SOURCE:
++++++++++++++++++++
# Endurance Riding...how to?



## Kiara (Aug 27, 2008)

How would you find a good endurance riding instructor? Do you know of any? (especially in the San Antonio area?) Are there other ways you have learned endurance riding?
I have never done it but I would really love to do it. I just don't know where and how to start. 
Thanks!


----------



## appylover31803 (Sep 18, 2007)

I know of an endurance rider/instructor/trainer. But she's in PA.
She has a bunch of gaited breeds that she takes on competitions. I think it's really cool.

I would see if there's an endurance club or something and ask them.


----------



## Painted Horse (Dec 29, 2006)

ALL endurance rides needs Volunteers. Go volunter for a ride in your area. Those folks will take you under their wing. At least in my area, I have found endurance and CTR riders will always very very helpful for newbys. 

Check the calendar on AERC website for ride dates


----------



## Horse Poor (Aug 20, 2008)

Just about everything you need to know is here at AERC.org - their mentor page is under the "Education" drop down menu...there are several listed for Texas.


----------



## Kiara (Aug 27, 2008)

Thanks guys  I checked out the sources and I think I'll get all the info I'll want  Thanks again!


----------
++++++++++++++++++++
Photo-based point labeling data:
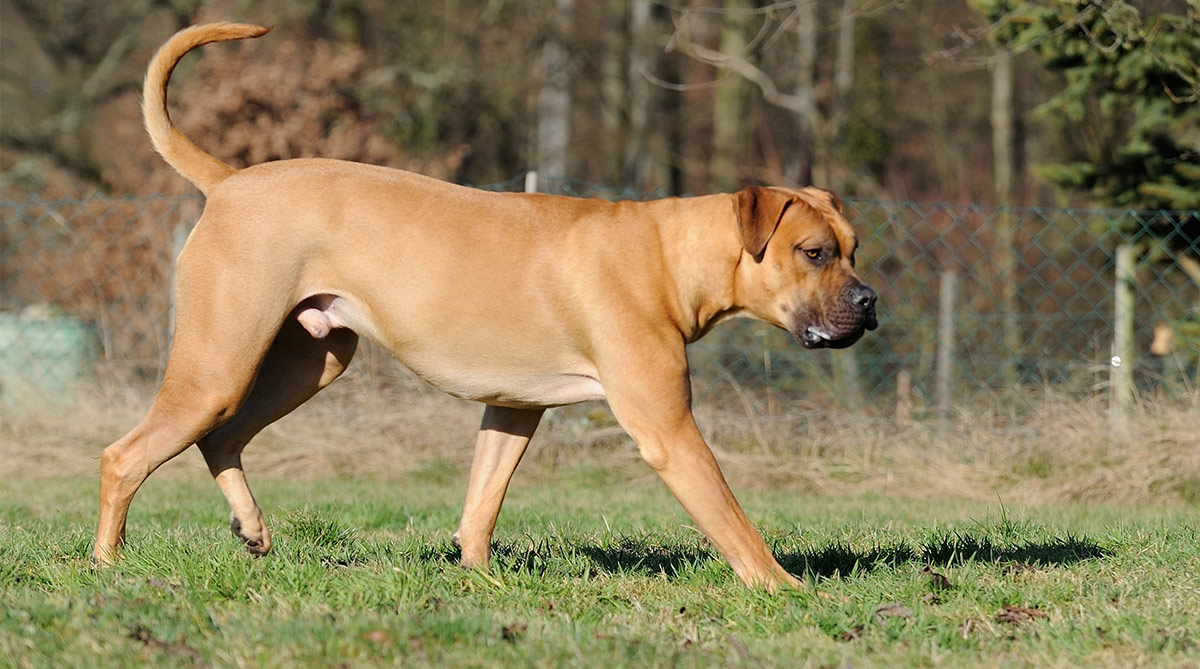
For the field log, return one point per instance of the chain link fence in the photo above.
(978, 307)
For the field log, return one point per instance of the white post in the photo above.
(1121, 363)
(946, 341)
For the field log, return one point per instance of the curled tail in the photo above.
(190, 161)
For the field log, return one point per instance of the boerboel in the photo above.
(517, 301)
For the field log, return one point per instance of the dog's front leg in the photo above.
(655, 411)
(503, 438)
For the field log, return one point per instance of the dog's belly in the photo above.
(515, 390)
(483, 368)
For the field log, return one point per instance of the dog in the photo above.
(517, 301)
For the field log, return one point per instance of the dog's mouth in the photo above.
(815, 337)
(837, 337)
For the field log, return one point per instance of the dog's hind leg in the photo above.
(228, 313)
(503, 438)
(295, 368)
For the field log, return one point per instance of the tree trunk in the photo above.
(801, 164)
(635, 164)
(555, 97)
(727, 104)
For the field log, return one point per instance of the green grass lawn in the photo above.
(591, 567)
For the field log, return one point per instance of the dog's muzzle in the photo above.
(853, 315)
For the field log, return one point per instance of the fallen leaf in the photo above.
(851, 634)
(1017, 568)
(1015, 615)
(510, 632)
(892, 609)
(936, 580)
(376, 637)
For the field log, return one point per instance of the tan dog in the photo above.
(516, 301)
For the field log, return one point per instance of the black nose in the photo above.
(863, 296)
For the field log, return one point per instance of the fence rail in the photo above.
(977, 305)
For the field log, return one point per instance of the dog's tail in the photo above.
(196, 166)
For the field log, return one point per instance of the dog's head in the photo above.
(797, 269)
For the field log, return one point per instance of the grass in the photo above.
(593, 566)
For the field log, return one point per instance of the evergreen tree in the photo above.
(1132, 94)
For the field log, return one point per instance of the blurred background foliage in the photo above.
(876, 98)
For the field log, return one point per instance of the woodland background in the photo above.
(1009, 120)
(931, 101)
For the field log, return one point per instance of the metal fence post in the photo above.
(1122, 336)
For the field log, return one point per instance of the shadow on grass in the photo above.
(949, 549)
(649, 556)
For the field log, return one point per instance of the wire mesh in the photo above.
(85, 288)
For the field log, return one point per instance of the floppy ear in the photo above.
(759, 211)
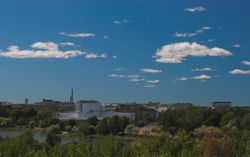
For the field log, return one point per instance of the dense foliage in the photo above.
(192, 132)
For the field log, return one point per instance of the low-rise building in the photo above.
(221, 104)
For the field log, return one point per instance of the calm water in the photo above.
(37, 136)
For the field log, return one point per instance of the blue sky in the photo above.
(125, 51)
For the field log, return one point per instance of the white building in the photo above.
(86, 109)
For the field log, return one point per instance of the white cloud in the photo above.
(184, 35)
(202, 29)
(148, 70)
(199, 77)
(95, 55)
(202, 69)
(67, 44)
(177, 52)
(236, 45)
(183, 78)
(124, 76)
(118, 22)
(210, 40)
(239, 72)
(246, 62)
(77, 35)
(136, 80)
(188, 35)
(150, 86)
(153, 81)
(195, 9)
(40, 50)
(119, 69)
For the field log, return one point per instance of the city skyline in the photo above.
(133, 51)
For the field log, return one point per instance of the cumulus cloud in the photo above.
(184, 35)
(118, 22)
(95, 55)
(246, 62)
(153, 81)
(77, 35)
(199, 77)
(188, 35)
(183, 78)
(46, 50)
(125, 76)
(40, 50)
(202, 29)
(210, 40)
(136, 80)
(236, 45)
(202, 69)
(149, 86)
(67, 44)
(148, 70)
(195, 9)
(239, 72)
(177, 52)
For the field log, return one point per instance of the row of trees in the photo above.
(192, 118)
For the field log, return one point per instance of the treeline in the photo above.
(212, 144)
(192, 118)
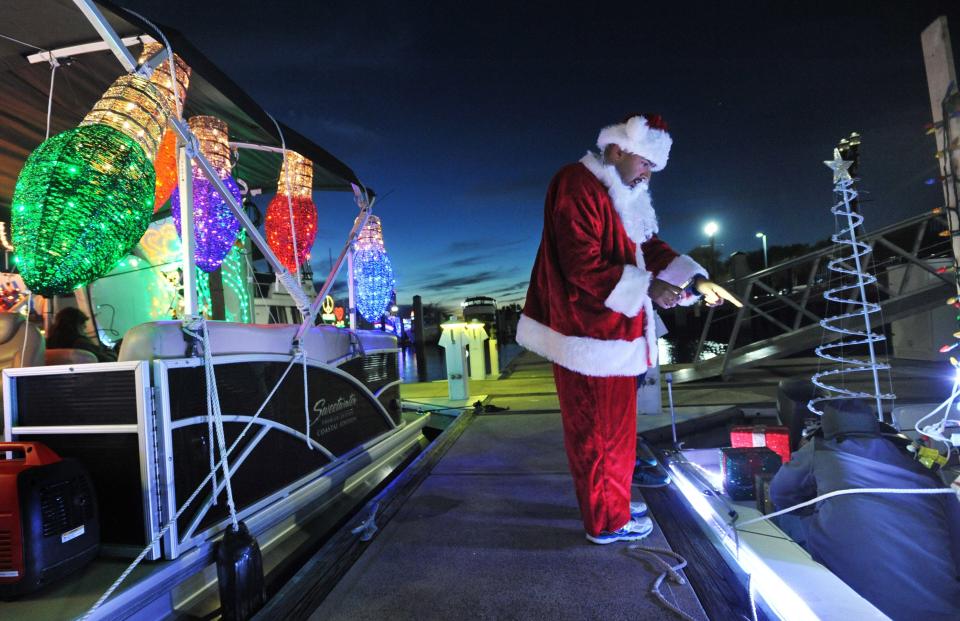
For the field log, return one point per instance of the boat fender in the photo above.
(239, 574)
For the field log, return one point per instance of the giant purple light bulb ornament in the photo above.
(373, 272)
(215, 226)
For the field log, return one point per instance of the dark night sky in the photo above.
(459, 116)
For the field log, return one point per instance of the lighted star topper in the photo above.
(839, 167)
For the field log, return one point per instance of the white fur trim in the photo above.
(681, 271)
(636, 137)
(632, 204)
(584, 355)
(631, 291)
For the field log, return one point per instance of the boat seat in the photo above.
(13, 353)
(165, 339)
(65, 355)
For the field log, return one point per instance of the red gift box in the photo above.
(777, 439)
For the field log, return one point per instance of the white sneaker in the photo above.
(634, 530)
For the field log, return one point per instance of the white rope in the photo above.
(845, 492)
(197, 328)
(196, 492)
(935, 431)
(26, 332)
(306, 399)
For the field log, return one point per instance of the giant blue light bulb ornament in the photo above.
(84, 197)
(373, 273)
(214, 225)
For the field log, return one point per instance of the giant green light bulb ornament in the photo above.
(85, 197)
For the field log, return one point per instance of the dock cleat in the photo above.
(650, 477)
(634, 530)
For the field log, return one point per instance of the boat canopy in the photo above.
(79, 81)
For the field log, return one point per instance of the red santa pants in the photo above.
(600, 435)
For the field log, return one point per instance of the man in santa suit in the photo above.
(589, 309)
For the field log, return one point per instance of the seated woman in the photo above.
(67, 332)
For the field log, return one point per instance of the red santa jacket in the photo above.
(587, 307)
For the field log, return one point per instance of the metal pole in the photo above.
(188, 243)
(713, 257)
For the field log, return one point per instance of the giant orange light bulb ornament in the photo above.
(294, 198)
(165, 163)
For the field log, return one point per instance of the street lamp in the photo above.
(763, 238)
(710, 230)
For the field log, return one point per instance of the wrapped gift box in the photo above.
(739, 466)
(775, 438)
(761, 489)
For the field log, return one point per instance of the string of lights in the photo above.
(852, 292)
(373, 272)
(84, 197)
(214, 225)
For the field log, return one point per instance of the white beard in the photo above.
(633, 204)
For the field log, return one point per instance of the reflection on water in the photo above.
(672, 350)
(436, 364)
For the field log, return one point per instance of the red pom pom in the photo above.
(278, 231)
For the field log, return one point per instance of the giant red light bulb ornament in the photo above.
(372, 271)
(294, 194)
(215, 227)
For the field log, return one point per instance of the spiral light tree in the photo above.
(291, 224)
(854, 327)
(372, 270)
(85, 197)
(215, 227)
(165, 163)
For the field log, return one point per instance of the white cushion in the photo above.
(165, 339)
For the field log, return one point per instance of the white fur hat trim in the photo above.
(636, 137)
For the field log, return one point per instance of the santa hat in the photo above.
(644, 135)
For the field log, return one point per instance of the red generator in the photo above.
(49, 525)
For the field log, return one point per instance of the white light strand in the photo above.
(4, 240)
(833, 351)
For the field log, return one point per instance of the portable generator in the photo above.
(49, 525)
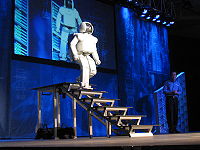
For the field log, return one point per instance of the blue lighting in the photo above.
(164, 22)
(157, 16)
(158, 21)
(145, 11)
(148, 17)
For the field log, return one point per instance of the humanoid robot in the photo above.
(83, 45)
(69, 17)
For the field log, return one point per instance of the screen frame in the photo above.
(63, 63)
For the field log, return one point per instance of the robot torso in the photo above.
(87, 43)
(69, 16)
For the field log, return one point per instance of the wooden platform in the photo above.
(186, 139)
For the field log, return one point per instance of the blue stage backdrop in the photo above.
(143, 62)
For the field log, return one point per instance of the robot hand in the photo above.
(98, 62)
(76, 58)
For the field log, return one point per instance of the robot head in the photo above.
(86, 27)
(69, 3)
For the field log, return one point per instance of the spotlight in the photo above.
(158, 21)
(148, 17)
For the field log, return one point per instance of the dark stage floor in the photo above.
(186, 140)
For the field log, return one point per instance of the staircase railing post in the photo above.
(55, 107)
(90, 123)
(74, 117)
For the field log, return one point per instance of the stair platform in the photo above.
(89, 93)
(100, 101)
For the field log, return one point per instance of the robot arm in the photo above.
(73, 47)
(96, 57)
(58, 21)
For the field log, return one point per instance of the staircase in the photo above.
(103, 109)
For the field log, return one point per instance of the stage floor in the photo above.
(114, 141)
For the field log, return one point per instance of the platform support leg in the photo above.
(55, 114)
(39, 123)
(74, 117)
(90, 124)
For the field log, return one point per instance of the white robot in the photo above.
(83, 45)
(69, 17)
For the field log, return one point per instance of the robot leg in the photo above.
(93, 69)
(63, 43)
(85, 71)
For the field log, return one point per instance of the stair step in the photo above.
(142, 126)
(126, 117)
(107, 108)
(99, 100)
(73, 86)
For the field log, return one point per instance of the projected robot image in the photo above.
(83, 45)
(65, 22)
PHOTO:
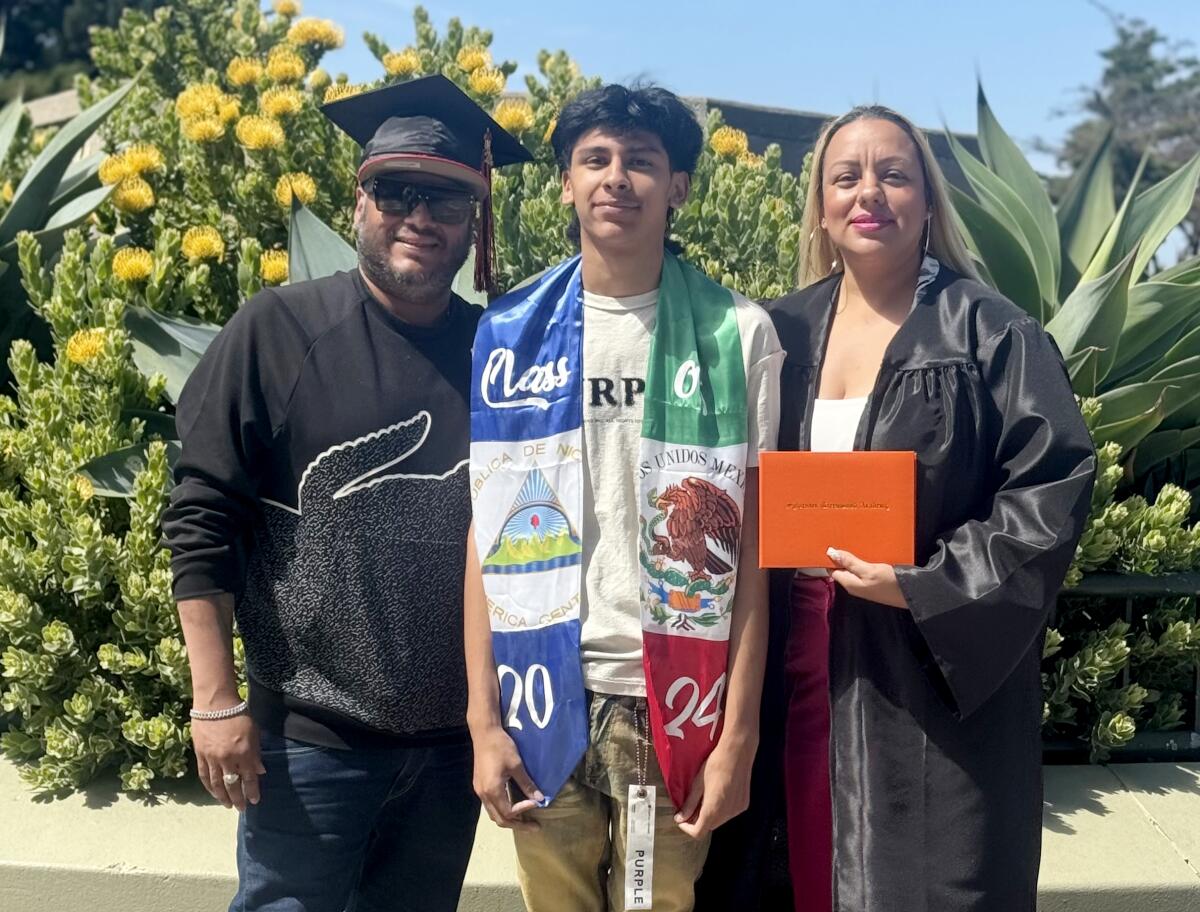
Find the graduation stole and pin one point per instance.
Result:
(527, 492)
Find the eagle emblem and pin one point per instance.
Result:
(699, 515)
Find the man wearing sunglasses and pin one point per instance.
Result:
(322, 501)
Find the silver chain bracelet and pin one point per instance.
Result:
(209, 715)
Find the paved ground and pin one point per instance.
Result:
(1116, 839)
++++++++++++++++++++
WHAT THIS EXERCISE ASKS:
1. Update the endurance riding thread by giving everything from "I would see" down to "helpful for newbys.", with "endurance club" changed to "riding club".
2. Answer these questions from the endurance riding thread:
(a) In what state is the endurance rider, instructor and trainer that appylover31803 knows of?
(b) Under which drop-down menu on AERC.org is the mentor page?
(c) Which area does Kiara especially ask about for an instructor?
Answer using only the endurance riding thread.

OUTPUTS FOR THE TASKS:
1.
I would see if there's an riding club or something and ask them.


----------



## Painted Horse (Dec 29, 2006)

ALL endurance rides needs Volunteers. Go volunter for a ride in your area. Those folks will take you under their wing. At least in my area, I have found endurance and CTR riders will always very very helpful for newbys.

2.
(a) PA
(b) The "Education" drop-down menu
(c) The San Antonio area